[Named-object pointing records]
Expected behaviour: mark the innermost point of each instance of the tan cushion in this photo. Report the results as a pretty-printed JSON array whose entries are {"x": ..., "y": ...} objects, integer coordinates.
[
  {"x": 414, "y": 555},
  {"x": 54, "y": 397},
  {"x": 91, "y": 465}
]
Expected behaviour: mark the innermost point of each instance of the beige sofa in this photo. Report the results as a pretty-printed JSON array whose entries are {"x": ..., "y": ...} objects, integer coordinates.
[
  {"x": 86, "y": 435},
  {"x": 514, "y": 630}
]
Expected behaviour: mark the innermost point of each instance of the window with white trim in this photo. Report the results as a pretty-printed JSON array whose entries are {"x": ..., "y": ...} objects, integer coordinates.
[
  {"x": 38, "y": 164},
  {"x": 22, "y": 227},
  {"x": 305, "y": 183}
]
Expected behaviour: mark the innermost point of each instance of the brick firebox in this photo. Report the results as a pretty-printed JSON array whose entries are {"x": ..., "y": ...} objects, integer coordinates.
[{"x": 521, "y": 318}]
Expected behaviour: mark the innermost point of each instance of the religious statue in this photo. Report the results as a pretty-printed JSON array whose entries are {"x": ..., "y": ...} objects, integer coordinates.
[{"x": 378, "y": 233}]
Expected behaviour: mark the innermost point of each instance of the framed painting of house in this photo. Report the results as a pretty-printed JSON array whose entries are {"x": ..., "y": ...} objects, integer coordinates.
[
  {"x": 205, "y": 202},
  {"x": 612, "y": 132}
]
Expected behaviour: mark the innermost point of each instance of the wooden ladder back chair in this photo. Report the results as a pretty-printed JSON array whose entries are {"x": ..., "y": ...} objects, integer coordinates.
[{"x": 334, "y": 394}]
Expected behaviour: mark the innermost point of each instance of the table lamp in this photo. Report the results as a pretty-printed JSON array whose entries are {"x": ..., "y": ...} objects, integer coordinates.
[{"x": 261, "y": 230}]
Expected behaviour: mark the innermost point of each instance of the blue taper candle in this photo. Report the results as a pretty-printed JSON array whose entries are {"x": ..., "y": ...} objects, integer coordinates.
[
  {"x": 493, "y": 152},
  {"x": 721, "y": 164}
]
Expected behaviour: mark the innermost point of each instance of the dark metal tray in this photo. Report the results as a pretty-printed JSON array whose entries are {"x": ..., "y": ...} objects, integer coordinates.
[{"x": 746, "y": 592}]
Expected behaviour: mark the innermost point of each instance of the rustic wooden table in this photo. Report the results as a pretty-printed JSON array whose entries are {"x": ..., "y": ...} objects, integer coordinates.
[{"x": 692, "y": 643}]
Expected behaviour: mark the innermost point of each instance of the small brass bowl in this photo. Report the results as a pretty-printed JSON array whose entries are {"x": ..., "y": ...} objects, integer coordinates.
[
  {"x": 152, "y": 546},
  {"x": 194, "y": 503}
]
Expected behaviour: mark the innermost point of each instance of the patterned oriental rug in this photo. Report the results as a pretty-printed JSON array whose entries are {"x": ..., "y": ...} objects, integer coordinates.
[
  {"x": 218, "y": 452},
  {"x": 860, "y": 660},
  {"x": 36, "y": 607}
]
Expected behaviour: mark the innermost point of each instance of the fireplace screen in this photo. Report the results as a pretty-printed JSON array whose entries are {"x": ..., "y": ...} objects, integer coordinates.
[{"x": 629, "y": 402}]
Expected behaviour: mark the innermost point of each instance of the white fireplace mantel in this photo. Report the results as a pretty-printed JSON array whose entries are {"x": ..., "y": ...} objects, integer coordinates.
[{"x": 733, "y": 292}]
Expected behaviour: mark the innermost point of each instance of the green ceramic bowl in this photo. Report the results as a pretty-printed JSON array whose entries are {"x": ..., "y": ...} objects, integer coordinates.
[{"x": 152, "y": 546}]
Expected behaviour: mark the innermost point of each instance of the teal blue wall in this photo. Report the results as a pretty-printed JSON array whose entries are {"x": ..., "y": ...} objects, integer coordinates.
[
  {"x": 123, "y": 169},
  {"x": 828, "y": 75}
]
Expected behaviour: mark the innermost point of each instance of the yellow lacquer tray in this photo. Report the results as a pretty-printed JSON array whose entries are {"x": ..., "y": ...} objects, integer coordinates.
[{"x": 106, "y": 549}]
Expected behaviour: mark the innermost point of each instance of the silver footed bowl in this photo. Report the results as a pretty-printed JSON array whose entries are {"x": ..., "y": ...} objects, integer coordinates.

## TO BE DONE
Give the lines exactly as they stand, from the line with "of the fireplace" through the end of the material.

## WRITTEN ANSWER
Expected behaviour: mark the innermost point of each instance of the fireplace screen in this photo. Report the results as a pretty-printed JSON array whose entries are {"x": ..., "y": ...} objects, integer coordinates.
[{"x": 629, "y": 402}]
Expected behaviour: mark the innermost point of each instance of the white fireplace mantel in this photo. Report the results as a pretty-printed JSON array whose entries are {"x": ..., "y": ...} objects, integer coordinates.
[{"x": 733, "y": 292}]
Expected behaviour: mark the innermost point of each instance of the green ceramic bowl in this photo. Report the results as a pretty-printed JSON array whose entries are {"x": ..., "y": ...} objects, integer coordinates.
[{"x": 152, "y": 546}]
Expected behaviour: mark the innermost point of each instance of the teal blue wall in this photo. Report the results as a pretty-printed JSON array whose entries are {"x": ..., "y": ...} objects, integer coordinates.
[
  {"x": 123, "y": 169},
  {"x": 828, "y": 75}
]
Expected behaviour: mark the innermost point of each instance of the yellow lacquer tray in this photo. Report the results as a pretty-printed JSON array whose entries are {"x": ..., "y": ...} objects, integer coordinates.
[{"x": 106, "y": 549}]
Expected behaviour: mark the innermost point of each instance of the silver footed bowl in this photo. Report the results as a pretty-printed JSON array whose entries are {"x": ..., "y": ...} objects, integer coordinates.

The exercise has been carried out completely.